[start Source records]
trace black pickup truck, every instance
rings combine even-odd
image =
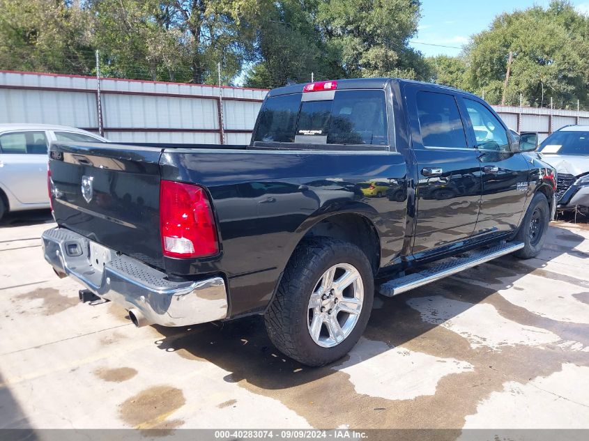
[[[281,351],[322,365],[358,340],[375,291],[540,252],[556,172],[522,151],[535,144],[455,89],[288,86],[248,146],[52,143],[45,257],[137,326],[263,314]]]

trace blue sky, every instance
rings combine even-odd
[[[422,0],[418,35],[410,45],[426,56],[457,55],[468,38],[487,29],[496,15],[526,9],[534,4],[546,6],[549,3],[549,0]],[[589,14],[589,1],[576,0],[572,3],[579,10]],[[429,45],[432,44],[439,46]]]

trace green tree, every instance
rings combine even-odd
[end Source records]
[start Source records]
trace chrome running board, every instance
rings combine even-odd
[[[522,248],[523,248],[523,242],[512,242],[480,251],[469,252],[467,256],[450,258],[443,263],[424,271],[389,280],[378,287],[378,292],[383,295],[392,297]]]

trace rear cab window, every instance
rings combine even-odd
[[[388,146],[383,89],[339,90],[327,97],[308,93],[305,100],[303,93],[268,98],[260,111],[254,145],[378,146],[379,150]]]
[end Source records]
- _Exercise details_: List each line of the records above that contains the word "every", and copy those lines in full.

- _Written solution_:
trace black pickup truck, every instance
trace blue sky, every instance
trace green tree, every instance
trace chrome running board, every instance
trace rear cab window, every instance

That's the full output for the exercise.